(Dataset records)
• • • • • • •

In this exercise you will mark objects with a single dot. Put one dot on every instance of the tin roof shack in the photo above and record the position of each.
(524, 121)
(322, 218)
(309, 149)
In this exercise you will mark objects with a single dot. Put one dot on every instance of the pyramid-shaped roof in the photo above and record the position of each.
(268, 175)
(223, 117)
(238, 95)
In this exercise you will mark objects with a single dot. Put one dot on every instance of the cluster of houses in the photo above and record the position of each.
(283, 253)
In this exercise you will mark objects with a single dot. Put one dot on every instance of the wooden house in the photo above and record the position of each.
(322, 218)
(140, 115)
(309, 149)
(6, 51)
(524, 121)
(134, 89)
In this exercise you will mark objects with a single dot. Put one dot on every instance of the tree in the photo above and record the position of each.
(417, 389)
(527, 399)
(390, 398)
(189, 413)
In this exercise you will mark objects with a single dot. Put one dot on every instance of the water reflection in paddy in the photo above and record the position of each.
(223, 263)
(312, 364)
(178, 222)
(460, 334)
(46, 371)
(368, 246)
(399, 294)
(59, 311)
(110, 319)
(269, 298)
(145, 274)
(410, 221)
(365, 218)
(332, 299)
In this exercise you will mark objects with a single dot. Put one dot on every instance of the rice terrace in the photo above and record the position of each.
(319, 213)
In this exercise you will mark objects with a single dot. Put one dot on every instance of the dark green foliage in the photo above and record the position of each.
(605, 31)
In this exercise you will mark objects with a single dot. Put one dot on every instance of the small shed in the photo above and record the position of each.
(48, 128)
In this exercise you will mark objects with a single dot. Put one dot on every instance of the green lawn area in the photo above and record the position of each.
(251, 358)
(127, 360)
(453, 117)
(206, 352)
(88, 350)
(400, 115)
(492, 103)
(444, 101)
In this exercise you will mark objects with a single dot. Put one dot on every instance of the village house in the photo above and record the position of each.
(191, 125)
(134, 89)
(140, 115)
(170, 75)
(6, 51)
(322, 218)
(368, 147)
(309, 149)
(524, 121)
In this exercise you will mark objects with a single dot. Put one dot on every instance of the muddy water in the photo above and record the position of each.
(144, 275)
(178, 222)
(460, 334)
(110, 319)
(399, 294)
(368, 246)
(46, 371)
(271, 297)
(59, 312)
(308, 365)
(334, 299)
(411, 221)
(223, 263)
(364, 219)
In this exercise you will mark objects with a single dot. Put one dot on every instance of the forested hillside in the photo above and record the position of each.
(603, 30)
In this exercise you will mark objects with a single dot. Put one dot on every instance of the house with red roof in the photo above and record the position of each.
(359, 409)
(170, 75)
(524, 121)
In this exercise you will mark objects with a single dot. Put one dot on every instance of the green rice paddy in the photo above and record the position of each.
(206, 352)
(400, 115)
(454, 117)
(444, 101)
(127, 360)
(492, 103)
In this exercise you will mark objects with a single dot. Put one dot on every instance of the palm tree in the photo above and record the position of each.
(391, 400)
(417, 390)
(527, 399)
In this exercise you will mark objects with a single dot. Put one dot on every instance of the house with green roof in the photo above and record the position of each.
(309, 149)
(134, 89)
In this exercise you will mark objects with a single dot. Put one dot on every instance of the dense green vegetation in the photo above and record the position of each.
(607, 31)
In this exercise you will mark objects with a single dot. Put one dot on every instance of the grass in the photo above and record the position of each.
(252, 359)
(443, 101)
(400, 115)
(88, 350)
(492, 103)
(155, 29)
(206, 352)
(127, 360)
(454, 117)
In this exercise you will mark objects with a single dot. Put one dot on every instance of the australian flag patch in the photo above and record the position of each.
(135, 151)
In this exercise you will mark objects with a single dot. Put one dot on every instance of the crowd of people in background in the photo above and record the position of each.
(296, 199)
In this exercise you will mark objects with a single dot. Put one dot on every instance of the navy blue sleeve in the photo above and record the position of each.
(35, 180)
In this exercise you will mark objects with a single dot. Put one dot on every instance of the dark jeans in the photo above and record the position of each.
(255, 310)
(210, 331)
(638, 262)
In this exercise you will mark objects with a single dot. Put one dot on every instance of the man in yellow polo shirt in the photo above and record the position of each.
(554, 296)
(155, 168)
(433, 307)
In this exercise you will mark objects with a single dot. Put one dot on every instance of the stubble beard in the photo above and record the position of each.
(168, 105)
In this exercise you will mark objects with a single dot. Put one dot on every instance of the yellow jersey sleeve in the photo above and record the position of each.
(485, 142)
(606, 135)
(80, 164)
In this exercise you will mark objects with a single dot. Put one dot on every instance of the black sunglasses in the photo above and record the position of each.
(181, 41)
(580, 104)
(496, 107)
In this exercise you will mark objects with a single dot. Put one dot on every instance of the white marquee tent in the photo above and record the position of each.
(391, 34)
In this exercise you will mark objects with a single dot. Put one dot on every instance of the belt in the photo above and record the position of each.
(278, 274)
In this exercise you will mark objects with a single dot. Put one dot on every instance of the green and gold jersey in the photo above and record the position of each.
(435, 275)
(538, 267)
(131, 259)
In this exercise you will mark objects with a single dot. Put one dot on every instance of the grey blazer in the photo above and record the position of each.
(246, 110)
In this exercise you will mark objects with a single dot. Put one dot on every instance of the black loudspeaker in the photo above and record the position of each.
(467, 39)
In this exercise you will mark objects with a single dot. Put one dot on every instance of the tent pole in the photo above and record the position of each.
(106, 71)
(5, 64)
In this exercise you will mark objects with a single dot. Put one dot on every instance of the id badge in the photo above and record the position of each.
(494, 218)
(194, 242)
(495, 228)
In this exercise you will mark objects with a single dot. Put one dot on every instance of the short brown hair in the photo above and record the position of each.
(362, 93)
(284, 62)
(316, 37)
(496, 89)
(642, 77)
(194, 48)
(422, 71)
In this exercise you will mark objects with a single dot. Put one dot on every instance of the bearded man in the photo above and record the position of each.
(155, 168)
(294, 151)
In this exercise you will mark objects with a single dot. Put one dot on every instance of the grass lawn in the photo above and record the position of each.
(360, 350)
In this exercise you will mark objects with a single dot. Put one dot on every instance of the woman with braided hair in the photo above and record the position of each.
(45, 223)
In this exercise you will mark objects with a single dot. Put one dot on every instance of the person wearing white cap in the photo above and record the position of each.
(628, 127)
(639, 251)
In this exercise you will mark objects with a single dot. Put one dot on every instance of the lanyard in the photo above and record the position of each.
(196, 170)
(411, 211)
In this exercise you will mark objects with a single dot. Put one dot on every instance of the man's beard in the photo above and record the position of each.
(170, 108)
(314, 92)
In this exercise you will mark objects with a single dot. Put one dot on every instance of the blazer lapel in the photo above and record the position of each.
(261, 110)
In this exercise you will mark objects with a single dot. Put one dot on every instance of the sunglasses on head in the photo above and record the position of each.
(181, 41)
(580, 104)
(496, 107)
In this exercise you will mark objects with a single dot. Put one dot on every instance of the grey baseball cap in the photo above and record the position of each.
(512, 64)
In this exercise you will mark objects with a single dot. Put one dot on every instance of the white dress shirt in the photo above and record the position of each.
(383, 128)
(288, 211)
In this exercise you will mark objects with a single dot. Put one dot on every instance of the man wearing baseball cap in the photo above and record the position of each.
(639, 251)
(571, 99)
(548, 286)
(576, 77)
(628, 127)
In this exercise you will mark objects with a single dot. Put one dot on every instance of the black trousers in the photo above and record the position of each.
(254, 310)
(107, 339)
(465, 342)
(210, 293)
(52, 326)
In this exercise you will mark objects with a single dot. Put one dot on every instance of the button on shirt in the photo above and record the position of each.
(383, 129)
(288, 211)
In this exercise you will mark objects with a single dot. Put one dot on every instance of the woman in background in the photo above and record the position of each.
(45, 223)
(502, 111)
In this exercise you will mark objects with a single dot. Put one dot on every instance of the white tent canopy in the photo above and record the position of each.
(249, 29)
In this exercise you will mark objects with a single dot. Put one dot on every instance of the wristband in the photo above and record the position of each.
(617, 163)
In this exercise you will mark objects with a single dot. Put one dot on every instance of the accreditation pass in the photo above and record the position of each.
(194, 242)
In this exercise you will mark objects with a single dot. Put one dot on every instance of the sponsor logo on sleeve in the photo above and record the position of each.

• • • • • • •

Give the lines from the one containing "the woman in" through the end of the entries again, exactly as written and with no other lines.

In this exercise you will mark objects with a single dot. Put one dot on every instance of the woman in background in the photo above and record the position of each.
(45, 223)
(502, 111)
In this exercise you will mark objects with a single dot. Put one dot on every instance of the white tent canopy in the photo above and record the position of each.
(249, 29)
In this exercise you will mark objects with a single dot. Put one dot on every instance of the wristband in the photo above and record the position of each.
(617, 163)
In this exercise you will mark objects with a single dot. Put one dot on every instance of the accreditation pass in the photo above and record the position of each.
(194, 242)
In this exercise you will mark objects with a single dot. Put one dot on every instance of the sponsor logo on sleeve in the photo above and record the position of each.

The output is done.